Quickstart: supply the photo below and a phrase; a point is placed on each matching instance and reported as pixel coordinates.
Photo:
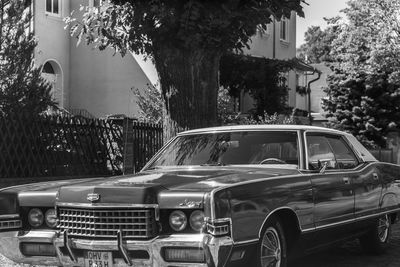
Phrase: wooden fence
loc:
(141, 142)
(384, 155)
(59, 146)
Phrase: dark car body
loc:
(319, 199)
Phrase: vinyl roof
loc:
(285, 127)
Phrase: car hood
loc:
(147, 187)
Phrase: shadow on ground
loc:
(351, 255)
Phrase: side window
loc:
(53, 7)
(332, 150)
(345, 157)
(319, 151)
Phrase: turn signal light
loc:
(35, 217)
(195, 255)
(38, 249)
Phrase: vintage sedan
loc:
(211, 197)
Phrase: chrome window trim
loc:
(360, 161)
(151, 161)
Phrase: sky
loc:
(314, 14)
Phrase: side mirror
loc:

PROBLEM DETAILS
Every line above that includes the string "side" needs to be copied.

YOUR SOLUTION
Phrase: side window
Phrase: side mirror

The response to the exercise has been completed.